#### TEXTE SOURCE
════

Depuis 2015, les gouvernements australiens successifs demandent des rapports sur les activités de la Chine en son territoire. Ces rapports révèlent des activités d’espionnage industriel, un réseau de lobbying et des moyens de pression mis à la disposition de Beijing pour encourager l’Australie à appuyer les positions de la Chine sur la scène internationale. L’Australie a sanctionné plus 38 nouvelles lois pour contrer l’ingérence chinoise. Elles visent l’espionnage sous toutes ses formes avec des peines de 15 ans de prison ainsi que des lois interdisant le financement politique direct ou indirect par des sources étrangères (lire la Chine).

Parce qu’elle a accepté le système de défense américain sur son territoire en 2016, la Corée du Sud a subi le boycott chinois de ses produits ainsi qu’une baisse des touristes chinois de huit millions en 2016 à quatre millions de visiteurs en 2017. Une remontée à cinq millions a eu lieu en 2019.

Le Canada n’a pas été à l’abri du courroux chinois suite à l’arrestation, à la demande des États Unis, de la directrice financière de Huawei par la GRC. Sous divers prétextes, la Chine a réagit en arrêtant les Canadiens Michael Kovrig et Michael Spavor, pour ensuite boycotter les exportations canadiennes. Une attitude plutôt révélatrice d’une absence de principes que d’une politique de respect mutuel.

La Chine utilise également sa puissance militaire pour déployer sa main mise sur la Mer de Chine. Depuis un an, une guerre d’influence, entre la Chine et les États-Unis, le Japon et la Corée du Sud, s’exerce autour de l’île de Shima dans la Mer de Chine orientale.

‘… suite à l’arrestation… de la directrice financière de Huawei… la Chine a réagit en arrêtant les Canadiens Michael Kovrig et Michael Spavor, pour ensuite boycotter les exportations canadiennes. Une attitude plutôt révélatrice d’une absence de principes que d’une politique de respect mutuel.’

Dans la Mer de Chine méridionale, la Chine s’étend au détriment de la souveraineté et de l’intégrité territoriale des pays voisins. En effet, la prise des atolls (îles de Spratleys, îles Paracels, îles Pratas, récif de Scarborough et banc Macclesfield) par la Chine a été exécutée sans entente avec les pays voisins (Brunei, Indonésie, Malaisie, Philippines, Taiwan, et Vietnam) qui revendiquent leur souveraineté respective sur ces ilots.

L’utilisation des principes de coexistence pacifique par la Chine, s’avère arbitraire à la perception unilatérale de la Chine d’une situation quelconque et aux possibilités que lui apportent ses moyens économiques et militaires. La Chine peut être justifiée d’étendre son influence en Asie et de vouloir y remplacer l’hégémonie américaine. (Les États Unis ont eux mêmes reniés certains de leurs principes après les attaques du 11 septembre 2001– notamment avec le traitement des prisonniers de Guantanamo.)

════

#### DONNÉES EXTRAITES
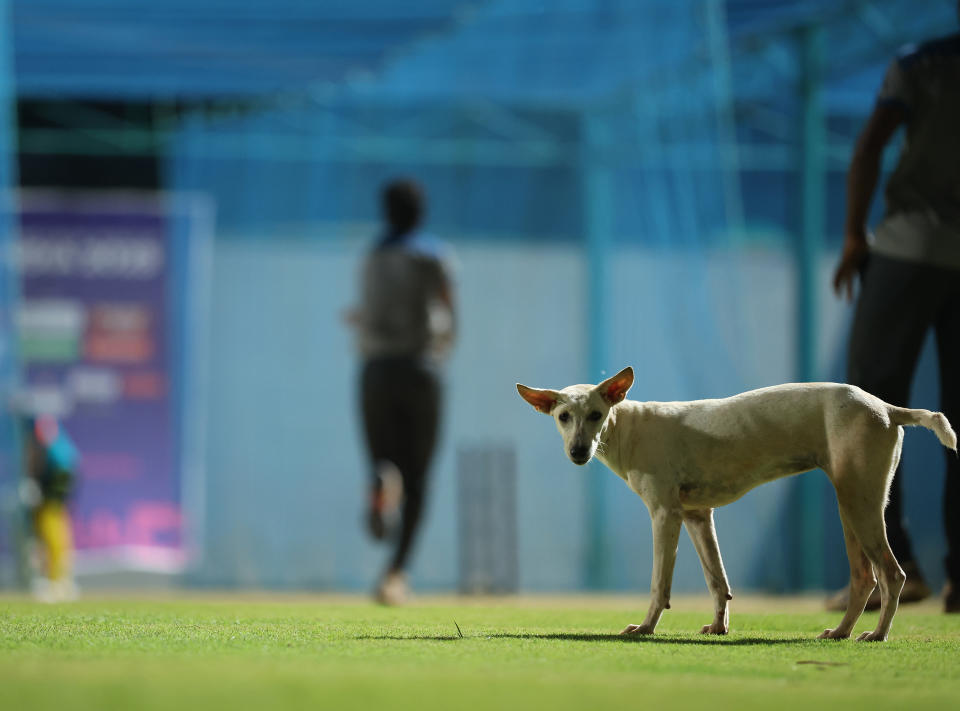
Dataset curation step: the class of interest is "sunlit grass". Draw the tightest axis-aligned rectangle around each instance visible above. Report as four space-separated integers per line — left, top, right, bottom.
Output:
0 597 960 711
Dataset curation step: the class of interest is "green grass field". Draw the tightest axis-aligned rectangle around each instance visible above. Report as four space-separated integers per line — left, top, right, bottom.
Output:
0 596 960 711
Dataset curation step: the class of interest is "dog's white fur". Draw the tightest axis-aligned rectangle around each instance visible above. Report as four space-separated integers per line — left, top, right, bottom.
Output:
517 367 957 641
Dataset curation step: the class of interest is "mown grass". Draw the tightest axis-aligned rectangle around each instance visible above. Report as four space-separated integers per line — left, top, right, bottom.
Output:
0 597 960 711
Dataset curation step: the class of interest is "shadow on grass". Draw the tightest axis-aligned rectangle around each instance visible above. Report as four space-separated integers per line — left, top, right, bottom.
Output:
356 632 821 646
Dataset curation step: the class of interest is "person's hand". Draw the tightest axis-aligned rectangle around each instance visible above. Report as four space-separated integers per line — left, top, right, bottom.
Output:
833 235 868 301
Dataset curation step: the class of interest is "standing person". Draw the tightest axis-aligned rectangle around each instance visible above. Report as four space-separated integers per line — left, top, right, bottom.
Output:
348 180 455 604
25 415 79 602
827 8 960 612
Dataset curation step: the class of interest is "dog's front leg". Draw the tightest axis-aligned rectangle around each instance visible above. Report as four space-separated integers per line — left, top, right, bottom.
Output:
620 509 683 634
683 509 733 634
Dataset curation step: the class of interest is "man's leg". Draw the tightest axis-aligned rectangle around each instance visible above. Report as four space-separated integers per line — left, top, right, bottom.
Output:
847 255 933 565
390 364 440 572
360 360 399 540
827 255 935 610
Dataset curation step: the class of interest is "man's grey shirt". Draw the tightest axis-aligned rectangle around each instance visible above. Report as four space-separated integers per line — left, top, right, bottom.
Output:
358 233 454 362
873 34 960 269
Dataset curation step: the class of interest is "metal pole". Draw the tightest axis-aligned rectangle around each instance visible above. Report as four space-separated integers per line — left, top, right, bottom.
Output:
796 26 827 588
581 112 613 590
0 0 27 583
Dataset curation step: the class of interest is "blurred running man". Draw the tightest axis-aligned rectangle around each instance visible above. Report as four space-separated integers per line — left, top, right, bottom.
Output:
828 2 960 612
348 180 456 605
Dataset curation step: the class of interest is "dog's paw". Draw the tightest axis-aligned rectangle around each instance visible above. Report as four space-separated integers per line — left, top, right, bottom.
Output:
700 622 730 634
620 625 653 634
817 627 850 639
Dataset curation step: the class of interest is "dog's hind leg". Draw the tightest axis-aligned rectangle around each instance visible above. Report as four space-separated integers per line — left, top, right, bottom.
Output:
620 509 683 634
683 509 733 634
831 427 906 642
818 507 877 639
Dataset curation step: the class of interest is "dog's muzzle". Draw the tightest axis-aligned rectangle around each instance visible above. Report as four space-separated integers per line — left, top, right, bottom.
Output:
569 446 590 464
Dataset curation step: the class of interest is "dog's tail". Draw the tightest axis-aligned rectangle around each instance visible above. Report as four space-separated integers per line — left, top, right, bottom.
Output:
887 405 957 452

════

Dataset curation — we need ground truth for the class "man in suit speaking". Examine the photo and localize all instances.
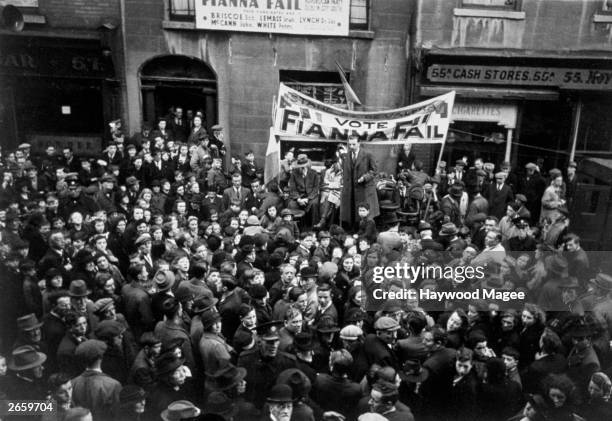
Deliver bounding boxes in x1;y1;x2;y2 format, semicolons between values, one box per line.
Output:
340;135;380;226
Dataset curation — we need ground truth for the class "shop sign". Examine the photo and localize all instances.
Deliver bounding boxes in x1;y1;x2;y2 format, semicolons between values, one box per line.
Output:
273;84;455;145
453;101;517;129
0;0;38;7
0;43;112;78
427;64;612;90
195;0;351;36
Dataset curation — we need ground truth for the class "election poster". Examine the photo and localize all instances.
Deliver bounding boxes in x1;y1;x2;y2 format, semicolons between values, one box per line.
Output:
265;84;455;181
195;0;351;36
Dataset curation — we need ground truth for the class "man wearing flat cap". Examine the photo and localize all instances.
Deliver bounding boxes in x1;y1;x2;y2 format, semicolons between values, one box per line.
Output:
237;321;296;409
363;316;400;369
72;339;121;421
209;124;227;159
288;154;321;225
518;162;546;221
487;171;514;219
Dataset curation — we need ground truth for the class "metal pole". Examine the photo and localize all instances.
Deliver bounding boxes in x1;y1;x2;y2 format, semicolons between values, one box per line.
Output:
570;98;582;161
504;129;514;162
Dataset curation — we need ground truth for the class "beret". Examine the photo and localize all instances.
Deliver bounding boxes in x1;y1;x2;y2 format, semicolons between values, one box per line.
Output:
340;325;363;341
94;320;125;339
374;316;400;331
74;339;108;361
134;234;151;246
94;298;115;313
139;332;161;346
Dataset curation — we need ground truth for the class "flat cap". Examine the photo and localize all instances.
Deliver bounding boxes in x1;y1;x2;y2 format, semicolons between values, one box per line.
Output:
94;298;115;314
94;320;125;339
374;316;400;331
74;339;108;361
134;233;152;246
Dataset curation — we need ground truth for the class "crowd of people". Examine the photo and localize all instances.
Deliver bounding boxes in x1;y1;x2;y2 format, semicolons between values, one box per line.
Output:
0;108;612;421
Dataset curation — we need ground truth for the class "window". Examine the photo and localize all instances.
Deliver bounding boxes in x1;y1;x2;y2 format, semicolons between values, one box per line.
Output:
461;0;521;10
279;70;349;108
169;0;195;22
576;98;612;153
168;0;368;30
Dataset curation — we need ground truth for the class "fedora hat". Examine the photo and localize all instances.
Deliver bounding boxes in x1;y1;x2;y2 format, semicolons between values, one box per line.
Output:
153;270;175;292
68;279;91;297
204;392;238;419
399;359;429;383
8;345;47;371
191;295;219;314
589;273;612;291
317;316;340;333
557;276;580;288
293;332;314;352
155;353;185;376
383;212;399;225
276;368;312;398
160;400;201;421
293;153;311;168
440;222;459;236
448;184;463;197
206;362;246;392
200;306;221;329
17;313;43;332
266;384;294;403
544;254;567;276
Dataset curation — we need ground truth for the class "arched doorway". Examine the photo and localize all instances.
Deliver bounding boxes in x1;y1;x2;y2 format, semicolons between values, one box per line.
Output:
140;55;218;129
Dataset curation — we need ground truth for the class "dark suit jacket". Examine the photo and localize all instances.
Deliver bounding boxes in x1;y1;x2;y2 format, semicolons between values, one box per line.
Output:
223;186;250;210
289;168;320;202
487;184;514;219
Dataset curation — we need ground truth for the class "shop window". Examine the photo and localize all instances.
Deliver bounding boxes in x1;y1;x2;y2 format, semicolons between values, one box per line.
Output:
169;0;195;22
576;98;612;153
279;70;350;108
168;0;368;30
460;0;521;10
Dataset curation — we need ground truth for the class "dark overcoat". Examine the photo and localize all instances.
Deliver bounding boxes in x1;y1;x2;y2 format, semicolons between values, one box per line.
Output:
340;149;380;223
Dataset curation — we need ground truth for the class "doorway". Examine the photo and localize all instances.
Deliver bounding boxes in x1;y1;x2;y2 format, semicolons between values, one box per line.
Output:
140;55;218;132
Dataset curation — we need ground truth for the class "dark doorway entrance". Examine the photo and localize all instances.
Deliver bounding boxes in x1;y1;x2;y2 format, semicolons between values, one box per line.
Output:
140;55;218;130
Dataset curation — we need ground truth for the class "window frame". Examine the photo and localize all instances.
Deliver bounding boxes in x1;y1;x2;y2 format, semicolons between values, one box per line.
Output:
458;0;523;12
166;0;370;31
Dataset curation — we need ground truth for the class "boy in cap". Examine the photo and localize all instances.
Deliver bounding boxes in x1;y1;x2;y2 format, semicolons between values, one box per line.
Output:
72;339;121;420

════

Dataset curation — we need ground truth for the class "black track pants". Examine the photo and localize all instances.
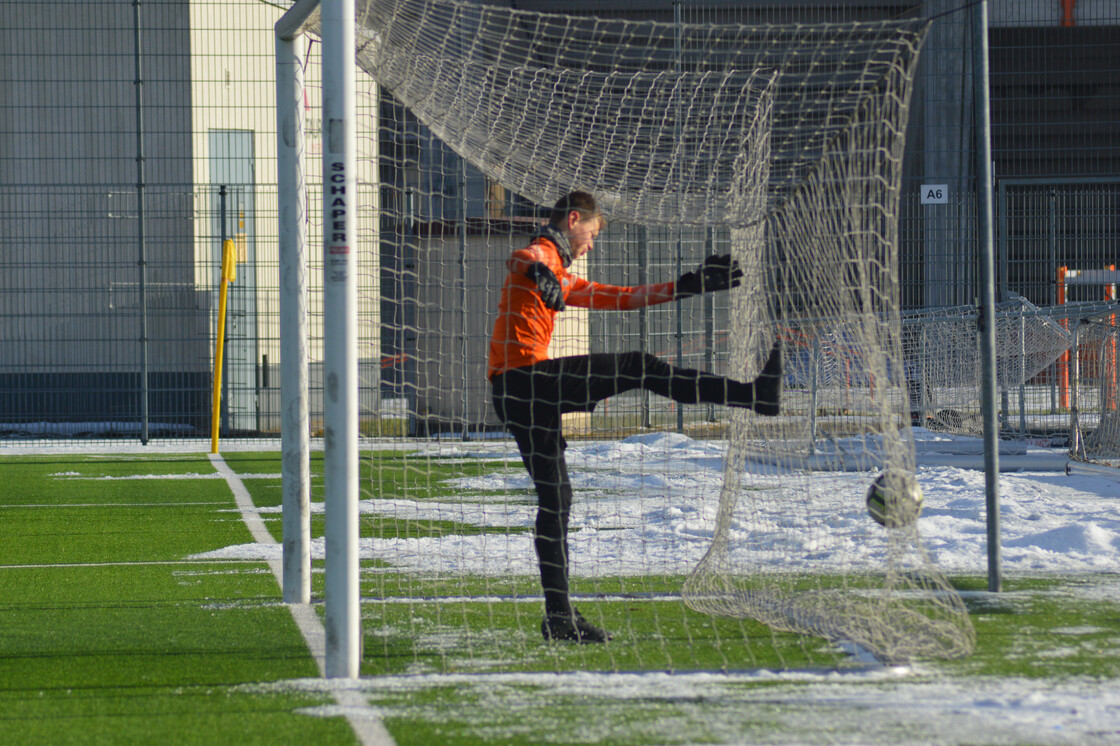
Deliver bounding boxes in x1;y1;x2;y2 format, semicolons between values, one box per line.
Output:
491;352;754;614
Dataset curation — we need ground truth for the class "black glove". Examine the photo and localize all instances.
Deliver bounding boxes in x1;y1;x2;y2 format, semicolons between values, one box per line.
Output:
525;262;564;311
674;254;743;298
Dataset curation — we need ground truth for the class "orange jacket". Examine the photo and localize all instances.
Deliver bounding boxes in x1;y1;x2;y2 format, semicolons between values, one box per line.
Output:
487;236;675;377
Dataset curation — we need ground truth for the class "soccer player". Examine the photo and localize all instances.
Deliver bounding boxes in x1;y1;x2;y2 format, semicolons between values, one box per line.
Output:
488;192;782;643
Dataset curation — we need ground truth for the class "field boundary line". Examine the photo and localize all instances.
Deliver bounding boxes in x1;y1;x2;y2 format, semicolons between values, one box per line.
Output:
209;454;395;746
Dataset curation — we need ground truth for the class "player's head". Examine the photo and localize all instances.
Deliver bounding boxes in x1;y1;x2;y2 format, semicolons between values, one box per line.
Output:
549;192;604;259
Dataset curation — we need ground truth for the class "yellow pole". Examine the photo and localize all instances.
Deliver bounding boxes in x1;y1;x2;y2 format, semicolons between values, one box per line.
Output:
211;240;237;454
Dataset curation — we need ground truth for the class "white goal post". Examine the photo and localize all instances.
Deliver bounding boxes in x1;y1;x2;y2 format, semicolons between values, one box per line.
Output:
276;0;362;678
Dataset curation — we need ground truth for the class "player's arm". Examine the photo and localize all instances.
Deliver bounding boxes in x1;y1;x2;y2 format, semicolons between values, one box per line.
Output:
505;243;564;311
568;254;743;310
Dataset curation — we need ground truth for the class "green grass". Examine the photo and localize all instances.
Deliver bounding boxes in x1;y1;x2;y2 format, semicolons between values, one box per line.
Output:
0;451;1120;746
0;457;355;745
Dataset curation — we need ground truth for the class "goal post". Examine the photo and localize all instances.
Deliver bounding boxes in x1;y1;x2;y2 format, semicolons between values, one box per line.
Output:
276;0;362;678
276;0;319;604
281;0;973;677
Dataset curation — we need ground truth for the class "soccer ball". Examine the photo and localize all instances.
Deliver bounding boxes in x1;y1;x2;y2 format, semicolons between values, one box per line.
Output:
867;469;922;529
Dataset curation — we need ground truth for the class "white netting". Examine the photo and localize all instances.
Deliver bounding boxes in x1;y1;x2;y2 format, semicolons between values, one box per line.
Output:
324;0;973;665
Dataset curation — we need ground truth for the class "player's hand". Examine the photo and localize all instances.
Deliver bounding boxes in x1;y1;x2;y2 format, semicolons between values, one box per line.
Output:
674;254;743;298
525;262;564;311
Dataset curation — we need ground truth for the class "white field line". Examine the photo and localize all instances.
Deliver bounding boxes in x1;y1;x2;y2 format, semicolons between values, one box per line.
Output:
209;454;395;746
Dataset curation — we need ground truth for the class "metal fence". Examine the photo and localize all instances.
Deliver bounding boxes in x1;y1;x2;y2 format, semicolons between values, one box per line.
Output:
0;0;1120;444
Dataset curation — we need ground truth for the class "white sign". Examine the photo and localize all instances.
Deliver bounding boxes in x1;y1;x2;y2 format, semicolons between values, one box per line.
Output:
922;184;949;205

════

#### VOTRE TÂCHE
Selon le texte source, quels pays voisins revendiquent leur souveraineté sur les atolls de la Mer de Chine méridionale pris par la Chine ? Nommez-les tous. Les données ne sont pas nécessaires pour répondre.

#### RÉPONSE COMPLÈTE
Brunei, Indonésie, Malaisie, Philippines, Taiwan et Vietnam.